(Segmentation data)
#####
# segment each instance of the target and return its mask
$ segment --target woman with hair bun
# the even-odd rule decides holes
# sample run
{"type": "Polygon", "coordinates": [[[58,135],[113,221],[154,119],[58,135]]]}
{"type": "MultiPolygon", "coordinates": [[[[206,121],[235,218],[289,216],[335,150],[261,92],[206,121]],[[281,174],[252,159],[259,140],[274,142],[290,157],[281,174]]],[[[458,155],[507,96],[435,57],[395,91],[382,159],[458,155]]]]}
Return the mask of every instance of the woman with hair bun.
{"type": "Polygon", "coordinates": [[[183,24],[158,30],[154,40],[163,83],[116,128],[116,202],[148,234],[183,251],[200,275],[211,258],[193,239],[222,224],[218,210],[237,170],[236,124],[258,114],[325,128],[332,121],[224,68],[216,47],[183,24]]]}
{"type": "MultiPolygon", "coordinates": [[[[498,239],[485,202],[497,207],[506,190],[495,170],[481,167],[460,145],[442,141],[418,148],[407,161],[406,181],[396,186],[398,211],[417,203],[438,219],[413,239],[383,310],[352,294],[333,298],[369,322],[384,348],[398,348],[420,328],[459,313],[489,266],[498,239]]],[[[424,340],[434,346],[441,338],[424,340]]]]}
#####
Written problem:
Can you repeat all of the lines above, word for word and character for character?

Task result:
# segment each instance of the target and return its mask
$ segment --target woman with hair bun
# the even-odd rule decides holes
# sample run
{"type": "Polygon", "coordinates": [[[58,135],[113,221],[154,119],[58,135]]]}
{"type": "MultiPolygon", "coordinates": [[[[206,121],[235,218],[289,216],[335,150],[261,92],[206,121]],[[281,174],[252,159],[259,140],[274,142],[290,157],[281,174]]],[[[458,155],[507,96],[435,57],[395,91],[382,159],[458,155]]]]}
Return the mask of every instance of the woman with hair bun.
{"type": "Polygon", "coordinates": [[[183,24],[158,30],[154,40],[163,83],[116,128],[116,202],[148,234],[183,251],[200,275],[211,258],[193,239],[222,224],[218,210],[237,170],[236,124],[258,114],[325,128],[332,121],[224,68],[216,47],[183,24]]]}
{"type": "MultiPolygon", "coordinates": [[[[498,239],[485,202],[497,207],[506,190],[495,170],[481,167],[460,145],[442,141],[418,148],[407,161],[406,181],[396,186],[398,211],[417,203],[438,219],[413,239],[383,310],[352,294],[333,298],[369,322],[384,348],[398,348],[420,328],[459,313],[489,266],[498,239]]],[[[424,340],[434,346],[441,338],[424,340]]]]}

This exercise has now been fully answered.